** start EXTRACTED TEXT **
STOCK market prices are diving. Inflation is rising. Housing starts have fallen for six months in a row. Economic growth is down, perhaps even to recession levels. It's time for Federal Reserve Board chairman Alan Greenspan to slip into a telephone booth, emerge as a monetary superman, and come to the rescue. That's a view rapidly gaining popularity in political Washington and among economists.
``If something is to be done in a hurry, it will have to be done by the Fed,'' says Joseph Minarik, executive director of the Joint Economic Committee (JEC) of Congress.
``The risks of a recession are much greater than those of inflation,'' asserts John Winthrop Wright, manager of some $4 billion in financial assets. ``Fed officials aren't fulfilling their function of financial economic leadership of this country. Nothing has been done to change the downward movement of our economy. It's dreadful, dreadful. We will have a depression.''
Most economists do not have nearly as gloomy a view as the chairman of Wright Investors Service in Bridgeport, Conn., has. Indeed, most expect the Fed to ease monetary policy at some point in the next few months. For example, Roger Brinner, chief economist of DRI/McGraw-Hill, an economic consulting firm in Lexington, Mass., predicts that the Fed will lower a key interest rate, the federal funds rate, to 7.5 percent by the fourth quarter from 8 percent at present.
``The Fed will come under heat if they don't respond,'' he says.
With the combination of weaker statistics and the rise in oil prices as a result of the Iraqi takeover of Kuwait, economists have been marking their forecasts down sharply. A group of 49 economists, surveyed by Robert Eggert of Blue Chip Economic Indicators (Sedona, Ariz.), predicted early in July that national output would grow 1.9 percent this year and 2.2 percent in 1991. The same group's latest consensus now puts growth this year at a flabby 1.3 percent and next year at 1.7 percent.
Mr. Eggert says this is the second biggest monthly nose-dive in the consensus since he started the surveys 13 years ago. The only bigger downward adjustment in these forecasts followed the October 1987 flop in the stock market. On that occasion, the consensus forecast proved decidedly too pessimistic for 1988.
Today's predictions are similarly at hazard because of the uncertainties arising from the Iraqi crisis. Will the crisis worsen, pushing up the price of crude oil further? Or will it be settled, allowing the price to fall back?
** end EXTRACTED TEXT **
** start DATA ENTRIES **
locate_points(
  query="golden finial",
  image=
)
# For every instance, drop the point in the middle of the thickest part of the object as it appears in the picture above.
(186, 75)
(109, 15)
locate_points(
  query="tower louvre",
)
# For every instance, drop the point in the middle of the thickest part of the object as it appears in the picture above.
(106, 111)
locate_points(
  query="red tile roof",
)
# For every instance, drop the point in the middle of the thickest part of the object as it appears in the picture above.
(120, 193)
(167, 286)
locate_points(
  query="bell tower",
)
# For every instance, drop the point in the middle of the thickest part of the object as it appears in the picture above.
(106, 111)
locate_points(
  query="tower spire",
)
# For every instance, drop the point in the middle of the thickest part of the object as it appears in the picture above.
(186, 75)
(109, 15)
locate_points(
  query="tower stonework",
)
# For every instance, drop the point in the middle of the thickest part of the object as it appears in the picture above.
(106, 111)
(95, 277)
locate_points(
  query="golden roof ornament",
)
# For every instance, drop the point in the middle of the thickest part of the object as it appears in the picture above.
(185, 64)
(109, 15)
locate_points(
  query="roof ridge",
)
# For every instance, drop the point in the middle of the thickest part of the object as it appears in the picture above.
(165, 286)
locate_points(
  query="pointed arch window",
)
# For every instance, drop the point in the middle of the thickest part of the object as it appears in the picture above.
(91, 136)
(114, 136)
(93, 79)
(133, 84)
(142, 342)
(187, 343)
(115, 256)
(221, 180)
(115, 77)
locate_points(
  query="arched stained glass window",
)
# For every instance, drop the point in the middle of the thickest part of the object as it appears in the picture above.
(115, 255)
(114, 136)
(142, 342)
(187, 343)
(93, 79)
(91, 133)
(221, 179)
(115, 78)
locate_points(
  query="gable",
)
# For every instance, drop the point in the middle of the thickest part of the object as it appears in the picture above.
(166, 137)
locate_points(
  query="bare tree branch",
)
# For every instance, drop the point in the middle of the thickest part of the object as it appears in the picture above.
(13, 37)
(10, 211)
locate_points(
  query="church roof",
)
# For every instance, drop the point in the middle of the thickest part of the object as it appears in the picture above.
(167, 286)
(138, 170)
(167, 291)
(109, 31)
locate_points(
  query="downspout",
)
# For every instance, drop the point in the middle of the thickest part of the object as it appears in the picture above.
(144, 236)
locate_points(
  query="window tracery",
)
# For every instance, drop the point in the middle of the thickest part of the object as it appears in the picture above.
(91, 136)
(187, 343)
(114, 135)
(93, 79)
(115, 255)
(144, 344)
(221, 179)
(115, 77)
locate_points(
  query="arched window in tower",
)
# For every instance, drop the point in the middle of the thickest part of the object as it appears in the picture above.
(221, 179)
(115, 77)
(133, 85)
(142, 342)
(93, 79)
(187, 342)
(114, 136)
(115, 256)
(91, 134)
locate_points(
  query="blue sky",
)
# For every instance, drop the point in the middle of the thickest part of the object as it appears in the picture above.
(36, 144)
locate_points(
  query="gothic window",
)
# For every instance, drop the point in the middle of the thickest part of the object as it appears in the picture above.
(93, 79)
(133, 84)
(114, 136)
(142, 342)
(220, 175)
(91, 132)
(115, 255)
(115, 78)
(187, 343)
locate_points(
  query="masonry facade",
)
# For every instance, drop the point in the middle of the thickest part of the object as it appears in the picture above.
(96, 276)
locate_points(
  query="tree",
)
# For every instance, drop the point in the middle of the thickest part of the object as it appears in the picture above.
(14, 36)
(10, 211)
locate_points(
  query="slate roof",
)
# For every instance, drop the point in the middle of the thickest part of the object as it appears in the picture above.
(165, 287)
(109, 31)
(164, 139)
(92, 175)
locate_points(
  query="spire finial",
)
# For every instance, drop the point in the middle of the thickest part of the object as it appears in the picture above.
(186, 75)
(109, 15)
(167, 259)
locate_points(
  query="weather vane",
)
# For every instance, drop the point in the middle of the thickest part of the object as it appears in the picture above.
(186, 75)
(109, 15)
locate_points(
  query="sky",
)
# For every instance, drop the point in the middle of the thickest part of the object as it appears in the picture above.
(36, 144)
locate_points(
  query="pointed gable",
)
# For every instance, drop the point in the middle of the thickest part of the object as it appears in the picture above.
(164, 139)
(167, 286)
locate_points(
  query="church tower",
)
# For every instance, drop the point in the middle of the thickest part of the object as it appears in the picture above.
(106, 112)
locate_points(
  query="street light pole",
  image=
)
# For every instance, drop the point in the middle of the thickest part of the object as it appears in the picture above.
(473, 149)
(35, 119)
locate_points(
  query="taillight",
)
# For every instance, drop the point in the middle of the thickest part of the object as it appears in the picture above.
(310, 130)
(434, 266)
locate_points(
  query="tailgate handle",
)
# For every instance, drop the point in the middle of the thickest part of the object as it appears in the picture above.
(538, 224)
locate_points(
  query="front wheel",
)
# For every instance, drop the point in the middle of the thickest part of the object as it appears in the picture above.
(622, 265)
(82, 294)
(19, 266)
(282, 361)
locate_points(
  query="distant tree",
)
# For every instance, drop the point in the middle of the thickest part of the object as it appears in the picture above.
** end DATA ENTRIES **
*STATED TASK 1*: In the article on the economic outlook, replace "nose-dive" with "drop" and give the passage between "Mr. Eggert says" and "pessimistic for 1988.", inclusive.
*STATED TASK 2*: Extend the article on the economic outlook and the Federal Reserve, picking up after its final sentence.

*ANSWER 1*:
Mr. Eggert says this is the second biggest monthly drop in the consensus since he started the surveys 13 years ago. The only bigger downward adjustment in these forecasts followed the October 1987 flop in the stock market. On that occasion, the consensus forecast proved decidedly too pessimistic for 1988.

*ANSWER 2*:
Even before the Iraqi invasion, economic weakness prompted the White House to urge an easier monetary policy. Michael Boskin, chairman of the president's Council of Economic Advisers, was quoted as saying the Fed should be prepared to act ``if signs develop that the economy is not going to be improving.''
Referring to elections in November, the JEC's Mr. Minarik notes: ``Members of Congress, almost to a group, do not want to go home and campaign in a recession.'' But he expects criticism of the Fed to be moderated by its ``good track record'' in keeping the present economic expansion continuing for almost eight years.
One byproduct of the weak economy, Minarik notes, could be that President Bush and Congress agree on a ``less rigorous'' reduction in the federal deficit for fiscal year 1991, starting Oct. 1, than the $50 billion called for in an earlier tentative deal. Washington would be afraid of worsening the slowdown with a tight fiscal policy. The deal would probably call for larger deficit reductions during the four fiscal years following 1991 to make up for the small '91 cuts.
Another side-effect has been a smaller US trade deficit. The June deficit of $5.07 billion was the smallest in seven years.
Minarik sees the Fed as being ``in kind of a box.'' This is because the slowdown in the economy has not yet produced a decided decline in inflation. Consumer prices rose 0.4 percent in July, the Labor Department reported last Thursday. So inflation rose at an annual rate of 5.8 percent in the first seven months of 1990, even before the recent dramatic rise in oil prices.
Some Fed policymakers have set a goal of ``zero inflation,'' usually meaning inflation so low it doesn't enter into public investment and purchasing decisions.
Mr. Wright charges that such a zero goal is ``crazy'' when business and consumers are saddled with current high debt levels. He expects stock prices to plunge another 10 to 20 percent before starting to recovery late next year ``at the earliest.''
Allan Meltzer, an economist with Carnegie-Mellon University, is concerned the Fed will go too far in easing monetary policy in an effort to offset the drag of higher oil prices. ``It should not make the mistake of 1973-74 by printing money to make up for the shortage of oil,'' he says.
Nonetheless, Dr. Meltzer would like the Fed to restore the growth in the nation's money supply to its target of 3 to 7 percent for M2, a measure of money that includes currency, checking deposits, and most savings deposits. In the past three months, M2 has grown at an annual rate of 1 percent, and in the past six months 3.5 percent.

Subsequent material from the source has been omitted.